Quoted text:

Each Dogometer reads differently. It's worse than the Condar/Rutland comparisons. And don't even get me started on catometers. They are all but useless due to their heat retention efficiency. I have two and have yet to trigger the panting alarm. I'd return them, but I lost the receipt.


----------



## Highbeam (Nov 2, 2011)

I have made the cat pant, even a chicken will pant if it's hot enough outside. 

The cat panting was pretty shameful for the poor animal.


----------



## snowleopard (Nov 2, 2011)

Primary function of a catometer is the detection of unacceptable levels of cold.


----------



## GAMMA RAY (Nov 2, 2011)

I don't have a dog, but I can tell the temp of the stove just walkin by and glancing into the mancave where the 30 is....
Mr Gamma is a pretty good indicator....

I can tell how hot it is by the amount of clothing he does or does not have on... :wow: 
as well as his body position; vertical=warm, horizontal=hot

I know its pretty darn hot if I see the lil red dots blinkin all around on the wall around the stove from the IR gun... :lol:


----------



## ISeeDeadBTUs (Nov 2, 2011)

GAMMA RAY said:
			
		

> Mr Gamma is a pretty good indicator....
> 
> I can tell how hot it is by his body position; vertical=warm, horizontal=hot



And they say *I'm* not family friendly :coolsmile:


----------



## GAMMA RAY (Nov 2, 2011)

ISeeDeadBTUs said:
			
		

> GAMMA RAY said:
> 
> 
> 
> ...



You not family friendly?....Pfft.....you look like a hell of a nice lady in your avatar photo.....

 :lol:  :coolsmirk:  only kiddin....


----------



## ISeeDeadBTUs (Nov 2, 2011)

There is a really good joke just beggin' 2 B told in that . . . but Imagonna' get in trouble for it :red: 

back on point . . . how hot are stoves supposed to get before ya gotta be concered?


----------



## pen (Nov 3, 2011)

ISeeDeadBTUs said:
			
		

> There is a really good joke just beggin' 2 B told in that . . . but Imagonna' get in trouble for it :red:
> 
> back on point . . . how hot are stoves supposed to get before ya gotta be concered?



This wood stove is too hot.






In all seriousness, a question w/ your wood stove make and model in the hearth room can get you that answer more specifically.

In addition: I have never seen a wood stove glow like the one seen above but I have seen a pipe on an old pot belly stove so hot that I swear I could see the damper through it.  The solution was the left over cabbage leaves thrown on the fire from the boiled dinner we ate.  We then got rid of the stove.

pen


----------



## Dix (Nov 3, 2011)

You have obviously not met my dog. A smooth haired fox terrier. They *soak* heat like a sponge.


Murphles at 8 weeks, 3 years ago. He still does it, but he's bigger. Gotta get a new pic .


----------



## tfdchief (Nov 3, 2011)

I don't know, I have one, and a grandson.


----------



## tfdchief (Nov 3, 2011)

pen said:
			
		

> ISeeDeadBTUs said:
> 
> 
> 
> ...


Pen, I went to a chimney fire once that the single wall stove pipe was so hot that it looked transparent, so I believe you could have seen the damper.


----------



## nate379 (Nov 3, 2011)

My old dog would lie against the electric baseboard heaters.

Came in teh house one day and it smelled like burning hair.  Dog was pressed up against the heater so much it was cooking off his hair!


----------



## colin.p (Nov 3, 2011)

Records of position annotations
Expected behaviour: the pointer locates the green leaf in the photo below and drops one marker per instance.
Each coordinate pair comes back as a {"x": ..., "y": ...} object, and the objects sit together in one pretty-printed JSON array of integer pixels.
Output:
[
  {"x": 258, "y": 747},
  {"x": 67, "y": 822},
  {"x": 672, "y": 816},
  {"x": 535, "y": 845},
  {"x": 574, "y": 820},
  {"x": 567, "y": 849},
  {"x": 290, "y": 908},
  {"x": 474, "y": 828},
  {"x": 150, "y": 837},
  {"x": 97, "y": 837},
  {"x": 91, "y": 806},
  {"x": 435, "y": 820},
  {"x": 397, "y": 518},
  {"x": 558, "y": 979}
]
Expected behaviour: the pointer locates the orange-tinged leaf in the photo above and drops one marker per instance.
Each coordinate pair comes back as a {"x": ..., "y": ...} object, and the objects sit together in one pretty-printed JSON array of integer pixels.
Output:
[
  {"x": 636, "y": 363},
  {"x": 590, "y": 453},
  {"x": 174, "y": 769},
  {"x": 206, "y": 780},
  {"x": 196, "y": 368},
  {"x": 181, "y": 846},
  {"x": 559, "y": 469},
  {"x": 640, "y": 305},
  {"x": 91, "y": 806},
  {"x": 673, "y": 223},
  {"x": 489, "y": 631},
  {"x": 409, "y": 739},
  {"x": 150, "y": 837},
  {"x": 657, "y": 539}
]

Task description: Write what comes next in the forum thread about judging wood stove heat by watching pets, picking up after its last line. The material is not needed.

In response:
I used to live in a trailer, back in '80 or so. The previous owner had put one of those Made In Taiwan parlor stoves, that you could buy for less than a hundred bucks. It was my first year of burning and the temp was minus 20 and windy. So I picked up a couple pieces of heavy wood (had no idea at the time, what kind it was) and loaded up the stove and went to bed. I woke up during the night and saw an eerie red glow, from down the hall. The stove was making some pretty weird "huffing" noises and the stove pipe was transparent. I could actually see the damper through it. The top of the stove was beet red. I then lifted the cooking lids, and enabled the damper, and sat for a few hours watching the stove.
Interesting thing was, that normally even with the stove, it wasn't too warm in the trailer, but that night I'd say it was a hundred  degrees in there. The next year, I bought an air-tight stove, that we used until we moved, 15 years later. Oh, and the wood was in fact apple.


----------



## Dakotas Dad (Nov 3, 2011)

The problem with dogometers is in fact the inconsistency between individual meters, even within the same brand..

One of these will alert at just above "comfortable" but the other will lay there until only moments before "flash point"..

But first you have to get them into position at the hearth, because if left on their own, they will self sustain their temperature on their own..






Although, now that the stove is a permanent fixture and full time heat, they do seem to gravitate down stairs quicker in the mornings..


----------



## Milton Findley (Nov 3, 2011)

Hey Steve, you have two dogometers, the one by your grandson looks suspiciously like a Westie.  I have one, but I have never seen her that still.  She avoids the stove after giving it a good close sniff.


----------



## tfdchief (Nov 3, 2011)

Milt said:
			
		

> Hey Steve, you have two dogometers, the one by your grandson looks suspiciously like a Westie.  I have one, but I have never seen her that still.  She avoids the stove after giving it a good close sniff.


Milt, it is a Westie.  Actually I cheated but couldn't help myself.  The little guy is my grandson and "Lady" is his dog.  They are in front of my son's stove in his house.  The other one is my "Oggie" in front of our kitchen stove.  So I am back to one dogmeter  :coolsmile: although they are both at my house a lot.  It is just such a cute picture, I had to post it.  Lady will lay so close she feels like she is on fire, and you have to scoot her out of the way to reload.  As you can see, she has the prime spot.


----------



## Dix (Nov 4, 2011)

Dakotas Dad said:
			
		

> The problem with dogometers is in fact the inconsistency between individual meters, even within the same brand..
> 
> One of these will alert at just above "comfortable" but the other will lay there until only moments before "flash point"..
> 
> ...




That's awesome. My golden/collie cross used to do that all the time ! The hair  ;-P


----------



## tfdchief (Nov 4, 2011)

Doing The Dixie Eyed Hustle said:
			
		

> You have obviously not met my dog. A smooth haired fox terrier. They *soak* heat like a sponge.
> 
> 
> Murphles at 8 weeks, 3 years ago. He still does it, but he's bigger. Gotta get a new pic .


  I love that one.  No wonder they steal our hearts!


----------



## Dix (Nov 4, 2011)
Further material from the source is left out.